[Collected data entries]
▼

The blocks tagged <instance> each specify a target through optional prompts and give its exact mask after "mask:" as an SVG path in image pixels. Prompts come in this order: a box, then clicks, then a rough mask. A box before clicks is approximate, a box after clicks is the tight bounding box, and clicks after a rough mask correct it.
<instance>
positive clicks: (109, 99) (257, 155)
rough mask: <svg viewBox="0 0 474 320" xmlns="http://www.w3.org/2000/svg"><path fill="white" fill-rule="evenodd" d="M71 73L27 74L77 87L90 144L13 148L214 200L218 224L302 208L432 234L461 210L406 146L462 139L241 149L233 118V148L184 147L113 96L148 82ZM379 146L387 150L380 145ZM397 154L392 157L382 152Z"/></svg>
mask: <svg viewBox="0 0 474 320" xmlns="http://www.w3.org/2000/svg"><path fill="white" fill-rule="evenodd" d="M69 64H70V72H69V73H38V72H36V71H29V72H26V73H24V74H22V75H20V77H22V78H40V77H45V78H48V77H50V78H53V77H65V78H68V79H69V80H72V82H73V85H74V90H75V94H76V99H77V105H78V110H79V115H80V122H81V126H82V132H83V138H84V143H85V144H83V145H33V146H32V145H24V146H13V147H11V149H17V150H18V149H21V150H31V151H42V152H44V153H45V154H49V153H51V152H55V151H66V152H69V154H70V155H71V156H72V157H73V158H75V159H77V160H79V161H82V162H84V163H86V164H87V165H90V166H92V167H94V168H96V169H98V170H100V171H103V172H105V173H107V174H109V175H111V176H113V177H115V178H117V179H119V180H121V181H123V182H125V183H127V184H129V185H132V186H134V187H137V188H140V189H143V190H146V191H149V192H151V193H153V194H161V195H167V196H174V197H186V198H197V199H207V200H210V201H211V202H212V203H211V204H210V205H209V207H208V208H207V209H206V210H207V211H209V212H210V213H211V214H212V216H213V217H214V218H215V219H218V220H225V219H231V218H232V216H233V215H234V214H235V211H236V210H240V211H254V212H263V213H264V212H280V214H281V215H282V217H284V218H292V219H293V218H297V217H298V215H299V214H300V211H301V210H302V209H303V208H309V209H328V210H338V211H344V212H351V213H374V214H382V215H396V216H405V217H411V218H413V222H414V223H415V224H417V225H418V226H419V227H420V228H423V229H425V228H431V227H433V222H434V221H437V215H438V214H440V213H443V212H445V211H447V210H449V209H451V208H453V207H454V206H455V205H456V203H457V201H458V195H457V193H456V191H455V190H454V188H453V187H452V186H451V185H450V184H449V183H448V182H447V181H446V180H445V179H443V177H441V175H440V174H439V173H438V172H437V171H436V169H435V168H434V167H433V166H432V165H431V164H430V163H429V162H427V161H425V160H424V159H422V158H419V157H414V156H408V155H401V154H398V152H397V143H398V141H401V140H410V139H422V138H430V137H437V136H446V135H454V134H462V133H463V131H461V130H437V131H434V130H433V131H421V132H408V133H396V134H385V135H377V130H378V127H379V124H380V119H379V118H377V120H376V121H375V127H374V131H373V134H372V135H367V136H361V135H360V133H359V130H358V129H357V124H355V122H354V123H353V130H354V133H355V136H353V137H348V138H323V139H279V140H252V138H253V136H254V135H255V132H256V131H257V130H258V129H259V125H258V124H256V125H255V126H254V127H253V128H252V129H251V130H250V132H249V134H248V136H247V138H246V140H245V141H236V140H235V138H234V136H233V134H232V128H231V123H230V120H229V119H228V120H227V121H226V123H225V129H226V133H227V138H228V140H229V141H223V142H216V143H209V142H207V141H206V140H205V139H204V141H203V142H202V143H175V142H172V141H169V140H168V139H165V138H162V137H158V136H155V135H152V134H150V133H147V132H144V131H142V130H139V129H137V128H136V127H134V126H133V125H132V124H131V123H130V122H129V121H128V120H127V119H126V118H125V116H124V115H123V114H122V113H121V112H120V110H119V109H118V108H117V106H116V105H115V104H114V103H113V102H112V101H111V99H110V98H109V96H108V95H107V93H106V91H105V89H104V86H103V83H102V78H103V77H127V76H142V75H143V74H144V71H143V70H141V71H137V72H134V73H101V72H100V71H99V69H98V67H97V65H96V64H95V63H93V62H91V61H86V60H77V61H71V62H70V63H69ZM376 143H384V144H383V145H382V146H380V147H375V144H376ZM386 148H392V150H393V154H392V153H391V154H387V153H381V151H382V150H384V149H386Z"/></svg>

▲

Please transcribe all of the entries precisely.

**Solution for this problem:**
The blocks tagged <instance> each specify a target through optional prompts and give its exact mask after "mask:" as an SVG path in image pixels. Prompts come in this order: a box, then clicks, then a rough mask. A box before clicks is approximate, a box after clicks is the tight bounding box, and clicks after a rough mask correct it.
<instance>
positive clicks: (109, 99) (257, 155)
rough mask: <svg viewBox="0 0 474 320" xmlns="http://www.w3.org/2000/svg"><path fill="white" fill-rule="evenodd" d="M71 73L27 74L77 87L90 144L13 148L214 200L218 224L302 208L432 234L461 210L406 146L462 139L241 149L233 118V148L184 147L113 96L148 82ZM379 146L387 150L380 145ZM397 154L392 157L382 152Z"/></svg>
mask: <svg viewBox="0 0 474 320" xmlns="http://www.w3.org/2000/svg"><path fill="white" fill-rule="evenodd" d="M69 64H70V72H69V73H38V72H36V71H29V72H26V73H24V74H22V75H20V77H22V78H40V77H45V78H48V77H50V78H53V77H65V78H68V79H69V80H72V82H73V85H74V90H75V94H76V99H77V105H78V110H79V115H80V122H81V126H82V132H83V138H84V143H85V144H83V145H33V146H32V145H24V146H13V147H11V149H17V150H18V149H21V150H31V151H42V152H44V153H45V154H49V153H51V152H55V151H66V152H69V154H70V155H71V156H72V157H73V158H75V159H77V160H79V161H82V162H84V163H86V164H87V165H90V166H92V167H94V168H96V169H98V170H100V171H103V172H105V173H107V174H109V175H111V176H113V177H115V178H117V179H119V180H121V181H123V182H125V183H127V184H129V185H132V186H134V187H137V188H140V189H143V190H146V191H149V192H151V193H153V194H161V195H167V196H174V197H186V198H197V199H207V200H210V201H211V202H212V203H211V204H210V205H209V207H208V208H207V209H206V210H207V211H209V212H210V213H211V214H212V216H213V217H214V218H215V219H218V220H225V219H231V218H232V216H233V215H234V214H235V211H236V210H240V211H254V212H263V213H264V212H280V214H281V215H282V217H284V218H292V219H293V218H297V217H298V215H299V214H300V211H301V210H302V209H303V208H309V209H328V210H338V211H344V212H351V213H374V214H382V215H396V216H405V217H411V218H413V222H414V223H415V224H417V225H418V226H419V227H420V228H423V229H425V228H431V227H433V222H434V221H437V215H438V214H440V213H443V212H445V211H447V210H449V209H451V208H453V207H454V206H455V205H456V203H457V201H458V195H457V193H456V191H455V190H454V188H453V187H452V186H451V185H450V184H449V183H448V182H447V181H446V180H445V179H443V177H441V175H440V174H439V173H438V172H437V171H436V169H435V168H434V167H433V166H432V165H431V164H430V163H429V162H427V161H425V160H424V159H422V158H419V157H414V156H408V155H401V154H398V152H397V143H398V141H401V140H410V139H422V138H430V137H437V136H446V135H454V134H462V133H463V131H461V130H437V131H434V130H433V131H421V132H408V133H396V134H385V135H377V130H378V127H379V124H380V119H379V118H377V120H376V121H375V127H374V131H373V134H372V135H367V136H361V135H360V133H359V130H358V129H357V124H355V122H354V123H353V130H354V133H355V136H353V137H348V138H323V139H279V140H252V138H253V136H254V135H255V132H256V131H257V130H258V129H259V125H258V124H256V125H255V126H254V127H253V128H252V129H251V130H250V132H249V134H248V136H247V138H246V140H245V141H236V140H235V138H234V136H233V134H232V128H231V123H230V120H229V119H228V120H227V121H226V123H225V129H226V133H227V138H228V140H229V141H223V142H216V143H209V142H207V141H206V140H205V139H204V141H203V142H202V143H175V142H172V141H169V140H168V139H165V138H162V137H158V136H155V135H152V134H150V133H147V132H144V131H142V130H139V129H137V128H136V127H134V126H133V125H132V124H131V123H130V122H129V121H128V120H127V119H126V118H125V116H124V115H123V114H122V113H121V112H120V110H119V109H118V108H117V106H116V105H115V104H114V103H113V102H112V101H111V99H110V98H109V96H108V95H107V93H106V91H105V89H104V86H103V83H102V78H103V77H127V76H142V75H143V74H144V71H143V70H141V71H137V72H134V73H101V72H100V71H99V69H98V67H97V65H96V64H95V63H93V62H91V61H86V60H77V61H71V62H70V63H69ZM376 143H384V144H383V145H382V146H380V147H375V144H376ZM386 148H392V150H393V154H392V153H391V154H387V153H381V151H382V150H384V149H386Z"/></svg>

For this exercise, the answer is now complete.